Task:
Print each line exactly as it is given.
|---|
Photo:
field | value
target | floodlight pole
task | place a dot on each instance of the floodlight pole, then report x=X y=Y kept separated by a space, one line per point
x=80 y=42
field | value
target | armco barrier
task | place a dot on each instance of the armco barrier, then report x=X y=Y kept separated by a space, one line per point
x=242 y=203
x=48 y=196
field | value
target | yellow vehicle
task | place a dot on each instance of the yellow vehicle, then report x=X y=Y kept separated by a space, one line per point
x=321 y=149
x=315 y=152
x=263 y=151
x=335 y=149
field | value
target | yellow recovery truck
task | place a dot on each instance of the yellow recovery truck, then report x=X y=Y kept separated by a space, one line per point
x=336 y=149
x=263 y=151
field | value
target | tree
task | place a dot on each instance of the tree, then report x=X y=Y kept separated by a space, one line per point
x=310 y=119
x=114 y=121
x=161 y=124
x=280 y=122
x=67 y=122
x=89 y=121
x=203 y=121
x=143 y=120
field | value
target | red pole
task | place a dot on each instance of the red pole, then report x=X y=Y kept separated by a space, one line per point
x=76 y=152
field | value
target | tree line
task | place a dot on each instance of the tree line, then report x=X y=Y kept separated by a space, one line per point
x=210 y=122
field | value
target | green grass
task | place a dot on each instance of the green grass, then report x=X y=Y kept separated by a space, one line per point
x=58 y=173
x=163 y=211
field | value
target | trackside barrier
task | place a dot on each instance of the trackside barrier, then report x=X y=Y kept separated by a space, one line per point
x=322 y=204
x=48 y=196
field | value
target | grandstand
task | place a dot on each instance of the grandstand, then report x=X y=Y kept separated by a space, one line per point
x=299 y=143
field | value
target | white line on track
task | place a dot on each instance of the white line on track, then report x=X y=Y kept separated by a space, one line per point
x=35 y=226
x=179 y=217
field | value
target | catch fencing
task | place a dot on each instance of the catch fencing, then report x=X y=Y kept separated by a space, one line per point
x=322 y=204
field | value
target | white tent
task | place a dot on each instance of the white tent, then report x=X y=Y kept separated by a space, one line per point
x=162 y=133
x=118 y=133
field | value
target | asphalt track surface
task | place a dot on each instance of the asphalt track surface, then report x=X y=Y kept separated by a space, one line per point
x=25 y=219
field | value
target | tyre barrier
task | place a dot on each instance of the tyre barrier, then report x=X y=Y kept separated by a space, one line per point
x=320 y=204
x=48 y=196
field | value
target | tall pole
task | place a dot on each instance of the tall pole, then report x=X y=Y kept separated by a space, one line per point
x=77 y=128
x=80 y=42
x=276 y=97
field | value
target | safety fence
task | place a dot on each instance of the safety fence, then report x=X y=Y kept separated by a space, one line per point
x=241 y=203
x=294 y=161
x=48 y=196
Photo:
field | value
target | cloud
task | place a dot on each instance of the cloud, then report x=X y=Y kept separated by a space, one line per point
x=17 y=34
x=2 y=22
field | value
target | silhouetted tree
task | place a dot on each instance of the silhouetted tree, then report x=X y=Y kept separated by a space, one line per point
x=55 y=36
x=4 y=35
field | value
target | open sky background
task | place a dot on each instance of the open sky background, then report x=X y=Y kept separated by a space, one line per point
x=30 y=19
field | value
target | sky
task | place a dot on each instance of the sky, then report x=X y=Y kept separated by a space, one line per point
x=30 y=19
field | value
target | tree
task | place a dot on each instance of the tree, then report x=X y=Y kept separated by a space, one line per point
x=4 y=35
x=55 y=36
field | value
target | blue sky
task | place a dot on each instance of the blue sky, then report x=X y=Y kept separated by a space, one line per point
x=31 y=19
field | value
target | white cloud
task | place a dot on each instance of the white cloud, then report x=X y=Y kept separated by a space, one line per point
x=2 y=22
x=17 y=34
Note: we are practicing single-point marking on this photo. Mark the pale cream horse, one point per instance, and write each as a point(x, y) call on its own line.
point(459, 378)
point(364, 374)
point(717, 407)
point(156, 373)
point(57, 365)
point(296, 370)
|---|
Answer for the task:
Photo:
field | value
target | floodlight pole
task | place a dot on each instance of the floodlight pole, then report x=X y=Y kept separated by a space, one line per point
x=80 y=42
field | value
target | armco barrier
task | place a dot on each instance of the armco barrier, then report x=X y=Y kept separated by a space, one line per point
x=242 y=203
x=48 y=196
field | value
target | yellow vehicle
task | place a dot on each instance of the yellow vehicle, then report x=X y=Y kept separated by a space, one line per point
x=321 y=149
x=315 y=152
x=263 y=151
x=335 y=149
field | value
target | yellow recovery truck
task | place a dot on each instance of the yellow recovery truck, then report x=X y=Y kept separated by a space, one line per point
x=336 y=149
x=263 y=151
field | value
target | tree
task | place a dot on each instance of the tree, then report x=X y=Y kept separated by a space, one line per point
x=310 y=119
x=114 y=121
x=161 y=124
x=280 y=122
x=67 y=122
x=89 y=121
x=203 y=121
x=143 y=120
field | value
target | red pole
task | place a dot on each instance of the red pole, then report x=X y=Y kept separated by a space, one line per point
x=76 y=152
field | value
target | tree line
task | place a dot on each instance of the tree line, then report x=X y=Y kept separated by a space, one line per point
x=210 y=122
field | value
target | green grass
task | place a dot on each instance of the green grass, then report x=X y=Y kept separated by a space, one line per point
x=58 y=173
x=163 y=211
field | value
target | trackside barrier
task | place a dot on each instance of the trackside barrier, then report x=X y=Y kept separated by a space, one line per point
x=322 y=204
x=48 y=196
field | value
target | grandstand
task | place a dot on each instance of the grandstand, then report x=X y=Y kept separated by a space, one line per point
x=299 y=143
field | value
target | white line on track
task | place a dot on each instance of the white line on track, then report x=X y=Y kept separated by a space, one line per point
x=35 y=226
x=179 y=217
field | value
target | catch fencing
task | place a dot on each instance of the catch fencing, then report x=X y=Y kept separated by a space, one line per point
x=322 y=204
field | value
target | white tent
task | place a dot on each instance of the white tent, then report x=X y=Y kept separated by a space, one line per point
x=162 y=133
x=118 y=133
field | value
target | asphalt track surface
task | place a dot on each instance of the asphalt track surface, then report x=X y=Y kept separated by a space, one line per point
x=25 y=219
field | value
target | tyre barrier
task | place a dot on each instance of the tyre barrier, then report x=X y=Y kept separated by a space, one line per point
x=320 y=204
x=48 y=196
field | value
target | tall pole
task | place a dot on each instance of the tall pole, then report x=X y=Y kept separated by a space, one line per point
x=77 y=128
x=80 y=42
x=276 y=97
field | value
target | safety fence
task | place a dot on each instance of the safety fence, then report x=X y=Y kept separated by a space, one line per point
x=241 y=203
x=294 y=161
x=48 y=196
Photo:
field | value
target | cloud
task | place a dot on each instance of the cloud, then report x=X y=Y kept separated by a space, one line per point
x=17 y=34
x=2 y=22
field | value
target | silhouetted tree
task | place a dot on each instance of the silhouetted tree, then report x=X y=Y kept separated by a space, one line per point
x=55 y=36
x=4 y=35
field | value
target | open sky background
task | place a dot on each instance of the open sky background, then report x=X y=Y kept separated by a space, one line per point
x=30 y=19
field | value
target | sky
task | place a dot on each instance of the sky, then report x=X y=Y kept separated by a space, one line per point
x=30 y=19
field | value
target | tree
task | place a dot on each instance of the tree, then report x=X y=Y kept separated by a space, one line per point
x=4 y=35
x=55 y=36
field | value
target | blue sky
task | place a dot on each instance of the blue sky, then report x=X y=Y kept separated by a space, one line per point
x=31 y=19
field | value
target | white cloud
task | place a dot on each instance of the white cloud, then report x=X y=Y kept separated by a space, one line per point
x=2 y=22
x=17 y=34
Note: we are practicing single-point marking on this photo. Mark the pale cream horse, one point per instance, and write each as a point(x, y) call on its own line.
point(459, 378)
point(364, 374)
point(717, 407)
point(156, 373)
point(57, 365)
point(296, 370)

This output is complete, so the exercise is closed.